Problem requirements. Every record must come back exactly as given.

-- Available data follows --

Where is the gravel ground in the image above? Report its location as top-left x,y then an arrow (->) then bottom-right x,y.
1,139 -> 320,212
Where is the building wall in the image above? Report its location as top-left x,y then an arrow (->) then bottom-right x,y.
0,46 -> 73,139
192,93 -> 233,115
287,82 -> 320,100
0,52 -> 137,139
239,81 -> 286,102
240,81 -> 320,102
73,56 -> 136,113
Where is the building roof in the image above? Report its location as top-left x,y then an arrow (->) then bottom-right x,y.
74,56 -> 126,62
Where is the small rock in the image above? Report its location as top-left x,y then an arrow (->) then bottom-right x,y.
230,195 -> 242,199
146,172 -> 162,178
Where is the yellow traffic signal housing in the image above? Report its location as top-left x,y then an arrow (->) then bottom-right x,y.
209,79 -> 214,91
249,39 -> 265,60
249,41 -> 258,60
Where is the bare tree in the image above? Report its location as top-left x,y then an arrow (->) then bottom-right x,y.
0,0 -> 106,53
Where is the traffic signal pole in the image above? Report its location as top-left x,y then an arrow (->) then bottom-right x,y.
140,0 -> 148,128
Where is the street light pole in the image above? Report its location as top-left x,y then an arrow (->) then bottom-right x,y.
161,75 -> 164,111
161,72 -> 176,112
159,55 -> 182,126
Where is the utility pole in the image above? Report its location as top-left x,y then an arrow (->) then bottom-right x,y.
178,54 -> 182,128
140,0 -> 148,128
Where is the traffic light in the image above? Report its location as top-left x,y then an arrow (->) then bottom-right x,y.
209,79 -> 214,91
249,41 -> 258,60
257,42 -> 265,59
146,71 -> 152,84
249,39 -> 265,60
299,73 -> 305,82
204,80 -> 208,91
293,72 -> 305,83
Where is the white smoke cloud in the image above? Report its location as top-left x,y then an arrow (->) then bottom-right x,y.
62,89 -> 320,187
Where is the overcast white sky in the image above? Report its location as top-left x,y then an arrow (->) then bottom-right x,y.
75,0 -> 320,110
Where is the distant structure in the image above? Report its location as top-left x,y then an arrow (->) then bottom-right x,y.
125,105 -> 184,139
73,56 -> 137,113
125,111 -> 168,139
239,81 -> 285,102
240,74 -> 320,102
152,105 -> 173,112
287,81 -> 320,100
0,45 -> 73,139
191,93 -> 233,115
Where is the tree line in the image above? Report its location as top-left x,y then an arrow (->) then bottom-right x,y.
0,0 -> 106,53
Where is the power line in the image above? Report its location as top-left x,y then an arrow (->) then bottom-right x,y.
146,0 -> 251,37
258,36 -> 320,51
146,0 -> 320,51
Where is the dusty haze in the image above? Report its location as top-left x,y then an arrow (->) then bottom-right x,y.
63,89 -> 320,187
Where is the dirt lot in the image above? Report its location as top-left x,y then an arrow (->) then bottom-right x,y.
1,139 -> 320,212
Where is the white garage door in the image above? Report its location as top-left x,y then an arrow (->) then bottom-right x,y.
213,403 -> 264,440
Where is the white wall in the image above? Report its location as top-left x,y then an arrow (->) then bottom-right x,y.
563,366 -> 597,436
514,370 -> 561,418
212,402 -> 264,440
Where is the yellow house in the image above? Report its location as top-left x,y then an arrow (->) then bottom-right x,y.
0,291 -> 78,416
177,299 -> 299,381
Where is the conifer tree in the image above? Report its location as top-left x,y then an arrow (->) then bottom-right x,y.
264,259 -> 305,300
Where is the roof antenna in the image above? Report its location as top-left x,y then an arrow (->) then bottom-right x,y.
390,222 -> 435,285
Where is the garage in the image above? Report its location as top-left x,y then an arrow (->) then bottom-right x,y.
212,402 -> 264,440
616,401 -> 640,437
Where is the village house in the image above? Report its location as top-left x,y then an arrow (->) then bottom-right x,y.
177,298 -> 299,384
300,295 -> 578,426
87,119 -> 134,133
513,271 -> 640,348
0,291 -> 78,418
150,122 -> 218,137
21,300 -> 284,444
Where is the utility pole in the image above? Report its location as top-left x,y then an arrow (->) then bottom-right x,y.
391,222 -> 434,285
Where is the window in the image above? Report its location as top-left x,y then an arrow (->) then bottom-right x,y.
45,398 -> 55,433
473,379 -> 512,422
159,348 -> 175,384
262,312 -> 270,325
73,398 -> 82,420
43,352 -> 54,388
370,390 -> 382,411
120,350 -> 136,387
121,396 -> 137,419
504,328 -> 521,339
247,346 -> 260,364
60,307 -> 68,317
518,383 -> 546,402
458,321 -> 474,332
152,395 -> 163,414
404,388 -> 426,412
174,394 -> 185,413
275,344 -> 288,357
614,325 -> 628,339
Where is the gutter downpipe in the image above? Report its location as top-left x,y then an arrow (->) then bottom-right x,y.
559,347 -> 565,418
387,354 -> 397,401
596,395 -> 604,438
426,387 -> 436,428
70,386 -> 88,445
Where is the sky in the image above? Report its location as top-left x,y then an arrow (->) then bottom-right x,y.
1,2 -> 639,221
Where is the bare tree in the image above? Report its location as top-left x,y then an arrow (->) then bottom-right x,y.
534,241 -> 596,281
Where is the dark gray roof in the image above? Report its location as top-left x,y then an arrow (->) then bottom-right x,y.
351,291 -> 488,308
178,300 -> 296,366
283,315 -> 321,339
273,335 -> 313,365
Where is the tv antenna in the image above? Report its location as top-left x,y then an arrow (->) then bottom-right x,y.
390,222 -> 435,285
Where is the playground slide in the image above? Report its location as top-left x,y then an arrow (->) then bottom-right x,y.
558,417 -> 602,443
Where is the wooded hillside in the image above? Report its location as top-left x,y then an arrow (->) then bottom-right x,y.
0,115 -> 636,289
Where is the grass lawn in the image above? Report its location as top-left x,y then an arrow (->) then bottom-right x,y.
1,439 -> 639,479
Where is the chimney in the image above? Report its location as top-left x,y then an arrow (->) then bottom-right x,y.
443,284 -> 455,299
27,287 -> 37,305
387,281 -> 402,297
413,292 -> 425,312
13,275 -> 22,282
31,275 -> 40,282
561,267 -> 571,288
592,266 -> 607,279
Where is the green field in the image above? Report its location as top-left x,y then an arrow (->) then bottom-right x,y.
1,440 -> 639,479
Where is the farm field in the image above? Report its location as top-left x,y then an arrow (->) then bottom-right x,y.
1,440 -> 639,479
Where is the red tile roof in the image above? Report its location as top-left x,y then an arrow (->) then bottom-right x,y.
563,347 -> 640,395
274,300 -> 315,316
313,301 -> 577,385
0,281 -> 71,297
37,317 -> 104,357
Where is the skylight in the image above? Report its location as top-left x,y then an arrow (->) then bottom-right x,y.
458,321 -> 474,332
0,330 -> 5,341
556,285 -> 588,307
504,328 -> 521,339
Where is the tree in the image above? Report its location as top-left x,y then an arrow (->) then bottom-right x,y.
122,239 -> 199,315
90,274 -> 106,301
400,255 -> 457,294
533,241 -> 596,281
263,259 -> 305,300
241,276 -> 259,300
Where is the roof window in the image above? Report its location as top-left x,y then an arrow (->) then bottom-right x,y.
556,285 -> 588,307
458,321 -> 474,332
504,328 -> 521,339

-- Available data concluded --

Answer space.
Where is the gravel ground in the image above? Report its location as top-left x,y then an arrow (->) then bottom-right x,y.
1,139 -> 320,212
Where is the building wall in the image above? Report its location as top-left x,y then an arrow (->) then bottom-right x,y.
0,46 -> 73,139
192,93 -> 233,115
287,82 -> 320,100
0,52 -> 137,139
239,81 -> 286,102
240,81 -> 320,102
73,56 -> 136,113
Where is the building roof in the image above? Report its location as top-left x,y then an arrow (->) then bottom-right x,y.
74,56 -> 126,62
Where is the small rock in the image above? Report its location as top-left x,y then an arrow (->) then bottom-right x,y.
230,195 -> 242,199
146,172 -> 162,178
Where is the yellow traffic signal housing in the image above? Report its location as top-left x,y then an arrow (->) then bottom-right x,y.
209,79 -> 214,91
249,39 -> 265,60
249,41 -> 258,60
Where is the bare tree in the image above? Report its location as top-left x,y then an arrow (->) then bottom-right x,y.
0,0 -> 106,53
Where is the traffic signal pole in the image above? Report its location as top-left x,y then an arrow (->) then bottom-right x,y.
140,0 -> 148,128
Where is the street light pole in the image above? Report its location as top-left x,y then an arrow (->) then bottom-right x,y.
161,75 -> 164,111
161,72 -> 176,112
159,55 -> 182,126
Where is the utility pole in the image above? Report its location as top-left x,y then an arrow (->) then bottom-right x,y.
178,54 -> 182,128
140,0 -> 148,128
Where is the traffic light in the image above? Report its location as top-left x,y then an arrow (->) then bottom-right x,y.
209,79 -> 214,91
249,41 -> 258,60
257,42 -> 265,59
146,71 -> 152,84
249,39 -> 265,60
299,73 -> 305,82
204,80 -> 208,91
293,72 -> 305,83
Where is the white smoke cloud in the image above? Report its location as top-left x,y then an arrow (->) then bottom-right x,y.
62,89 -> 320,187
Where is the overcast white sky in the image above? Report its location as top-left x,y then an arrow (->) then bottom-right x,y.
75,0 -> 320,110
Where is the distant structure in the image above? Report its location as top-left x,y then an arrow (->) then bottom-right x,y.
125,105 -> 184,139
73,56 -> 137,113
125,111 -> 168,139
239,81 -> 285,102
240,74 -> 320,102
152,105 -> 173,112
287,81 -> 320,100
0,45 -> 73,139
191,93 -> 233,115
Where is the tree line in the image above? Report its location as top-left x,y then an arrow (->) then bottom-right x,y.
0,0 -> 106,53
Where is the power line in the image above? Report its location as top-left x,y then an arrow (->) then bottom-right x,y.
146,0 -> 251,37
258,36 -> 320,51
146,0 -> 320,51
Where is the dusty haze in the image above? Report its location as top-left x,y then an arrow (->) then bottom-right x,y.
63,89 -> 320,187
Where is the dirt lot in the image above? Report its location as top-left x,y then an arrow (->) then bottom-right x,y.
1,139 -> 320,212
Where is the white garage door in the image above? Report its location as top-left x,y then an arrow (->) then bottom-right x,y.
213,403 -> 264,440
Where is the white wall in the image above? Report its location as top-left x,y then an arrow (->) then bottom-right x,y.
563,366 -> 597,436
514,370 -> 561,418
212,402 -> 264,440
Where is the yellow house in the image above? Report its location as top-left x,y then an arrow (->) then bottom-right x,y.
0,291 -> 78,416
177,299 -> 299,381
Where is the conifer tree in the image above? Report its location as top-left x,y then an arrow (->) then bottom-right x,y.
264,259 -> 305,300
Where is the roof antenna in the image above? Report its location as top-left x,y then an arrow (->) then bottom-right x,y.
390,222 -> 435,285
Where is the garage in the image above? Report its location as top-left x,y then an arrow (->) then bottom-right x,y.
212,402 -> 264,440
616,401 -> 640,437
Where is the village house in the image above? Report its location as top-left x,y then an arrow (->) then bottom-right x,y.
177,298 -> 299,384
300,295 -> 578,426
87,119 -> 134,133
513,271 -> 640,348
0,291 -> 78,418
150,122 -> 218,137
21,300 -> 284,444
Where is the utility pole in the image above? Report its location as top-left x,y then an arrow (->) then bottom-right x,y.
391,222 -> 434,285
Where is the window in the image above? Report its location as top-left x,y then an arrow (->) then bottom-right x,y.
45,398 -> 55,433
473,379 -> 512,422
159,348 -> 175,384
262,312 -> 270,325
73,398 -> 82,420
43,352 -> 54,388
370,390 -> 382,411
120,350 -> 136,387
121,396 -> 137,419
504,328 -> 521,339
247,346 -> 260,364
60,307 -> 68,317
518,383 -> 546,402
458,321 -> 474,332
152,395 -> 163,414
404,388 -> 426,412
174,394 -> 185,413
275,344 -> 288,357
614,325 -> 628,339
Where is the gutter downpipe in the image above? Report its location as top-left x,y then an arrow (->) then bottom-right x,y.
559,347 -> 565,418
387,354 -> 397,401
596,395 -> 604,438
426,387 -> 436,428
70,386 -> 88,445
Where is the sky in the image above? Report its location as top-left x,y then an arrow (->) then bottom-right x,y.
1,2 -> 639,221
Where is the bare tree in the image above? Report its location as top-left x,y then an arrow (->) then bottom-right x,y.
534,241 -> 596,281
Where is the dark gray roof in the image above? Report its location as top-left x,y then an arrow (->) then bottom-right x,y.
351,291 -> 488,308
178,300 -> 296,366
283,315 -> 321,339
273,335 -> 313,365
Where is the tv antenna in the image above? Report its location as top-left x,y then an arrow (->) then bottom-right x,y.
390,222 -> 435,285
Where is the playground slide in the image above? Report its location as top-left x,y then an arrow (->) then bottom-right x,y.
558,417 -> 602,443
Where is the wooded hillside in the image above? Report its location as top-left x,y then an arrow (->) then bottom-right x,y.
0,115 -> 636,289
Where is the grass lawn in the image above? Report its location as top-left x,y then an arrow (->) then bottom-right x,y.
1,439 -> 639,479
Where is the chimney in the image above? Report its location as top-left x,y then an arrow (->) then bottom-right x,y.
443,284 -> 455,299
27,287 -> 37,305
387,281 -> 402,297
413,292 -> 425,312
13,275 -> 22,282
31,275 -> 40,282
561,267 -> 571,288
592,266 -> 607,279
Where is the green field in the image above? Report its location as top-left x,y then an arrow (->) then bottom-right x,y.
1,440 -> 639,479
Where is the farm field in the image above? Report its location as top-left x,y then an arrow (->) then bottom-right x,y.
1,440 -> 639,479
Where is the red tile roof in the image above? Report its location as top-left x,y then an arrow (->) then bottom-right x,y.
563,347 -> 640,395
274,300 -> 315,316
313,301 -> 577,385
0,281 -> 71,297
37,317 -> 104,357
Where is the skylight in the image above? Report its location as top-left x,y then an arrow (->) then bottom-right x,y.
458,321 -> 474,332
0,330 -> 5,341
556,285 -> 588,307
504,328 -> 521,339
Where is the tree in the image above? Report its location as top-left x,y then an arrow (->) then bottom-right x,y.
122,239 -> 199,315
90,274 -> 106,301
400,255 -> 457,294
533,241 -> 596,281
263,259 -> 305,300
241,276 -> 259,300
Where is the roof window in the image above? Report its location as top-left x,y then an arrow (->) then bottom-right x,y.
556,285 -> 588,307
458,321 -> 474,332
504,328 -> 521,339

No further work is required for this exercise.